■ Task prompt
Extract every one of the lines below and reproduce them verbatim, leaving none out.

** BEGIN Stored rows **

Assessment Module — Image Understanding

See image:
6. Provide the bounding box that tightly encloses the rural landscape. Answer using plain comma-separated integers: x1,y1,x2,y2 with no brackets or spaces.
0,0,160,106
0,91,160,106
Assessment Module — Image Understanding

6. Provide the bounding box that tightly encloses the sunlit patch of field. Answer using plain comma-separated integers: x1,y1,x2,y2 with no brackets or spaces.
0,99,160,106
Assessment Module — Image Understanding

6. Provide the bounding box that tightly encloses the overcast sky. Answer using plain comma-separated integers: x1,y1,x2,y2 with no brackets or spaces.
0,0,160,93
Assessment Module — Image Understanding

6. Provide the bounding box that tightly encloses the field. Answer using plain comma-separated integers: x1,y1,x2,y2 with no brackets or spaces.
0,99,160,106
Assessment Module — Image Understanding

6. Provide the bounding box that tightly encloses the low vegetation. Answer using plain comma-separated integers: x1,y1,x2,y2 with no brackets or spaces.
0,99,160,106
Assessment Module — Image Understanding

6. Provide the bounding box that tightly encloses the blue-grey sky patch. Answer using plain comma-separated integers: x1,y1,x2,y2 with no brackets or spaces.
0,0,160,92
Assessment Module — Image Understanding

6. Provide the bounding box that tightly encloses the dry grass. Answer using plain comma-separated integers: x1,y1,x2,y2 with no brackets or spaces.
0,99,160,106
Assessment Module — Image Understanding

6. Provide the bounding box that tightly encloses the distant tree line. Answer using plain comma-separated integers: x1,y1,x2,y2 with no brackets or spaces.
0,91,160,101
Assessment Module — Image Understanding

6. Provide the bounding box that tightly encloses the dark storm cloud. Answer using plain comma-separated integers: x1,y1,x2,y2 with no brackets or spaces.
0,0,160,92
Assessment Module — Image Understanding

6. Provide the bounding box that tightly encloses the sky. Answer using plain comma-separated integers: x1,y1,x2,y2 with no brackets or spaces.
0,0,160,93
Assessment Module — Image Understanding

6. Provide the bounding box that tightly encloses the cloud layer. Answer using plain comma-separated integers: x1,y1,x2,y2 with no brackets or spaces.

** END Stored rows **

■ Written solution
Assessment Module — Image Understanding

See image:
6. Provide the bounding box that tightly encloses the rural landscape. Answer using plain comma-separated integers: x1,y1,x2,y2 with no brackets or spaces.
0,0,160,106
0,91,160,106
Assessment Module — Image Understanding

6. Provide the bounding box that tightly encloses the sunlit patch of field. Answer using plain comma-separated integers: x1,y1,x2,y2 with no brackets or spaces.
0,99,160,106
Assessment Module — Image Understanding

6. Provide the bounding box that tightly encloses the overcast sky. Answer using plain comma-separated integers: x1,y1,x2,y2 with no brackets or spaces.
0,0,160,93
Assessment Module — Image Understanding

6. Provide the bounding box that tightly encloses the field. Answer using plain comma-separated integers: x1,y1,x2,y2 with no brackets or spaces.
0,99,160,106
Assessment Module — Image Understanding

6. Provide the bounding box that tightly encloses the low vegetation. Answer using plain comma-separated integers: x1,y1,x2,y2 with no brackets or spaces.
0,99,160,106
Assessment Module — Image Understanding

6. Provide the bounding box that tightly encloses the blue-grey sky patch. Answer using plain comma-separated integers: x1,y1,x2,y2 with no brackets or spaces.
0,0,160,92
Assessment Module — Image Understanding

6. Provide the bounding box that tightly encloses the dry grass. Answer using plain comma-separated integers: x1,y1,x2,y2 with no brackets or spaces.
0,99,160,106
Assessment Module — Image Understanding

6. Provide the bounding box that tightly encloses the distant tree line. Answer using plain comma-separated integers: x1,y1,x2,y2 with no brackets or spaces.
0,91,160,101
Assessment Module — Image Understanding

6. Provide the bounding box that tightly encloses the dark storm cloud. Answer using plain comma-separated integers: x1,y1,x2,y2 with no brackets or spaces.
0,0,160,92
Assessment Module — Image Understanding

6. Provide the bounding box that tightly encloses the sky. Answer using plain comma-separated integers: x1,y1,x2,y2 with no brackets or spaces.
0,0,160,93
Assessment Module — Image Understanding

6. Provide the bounding box that tightly encloses the cloud layer. Answer using plain comma-separated integers: x1,y1,x2,y2 with no brackets or spaces.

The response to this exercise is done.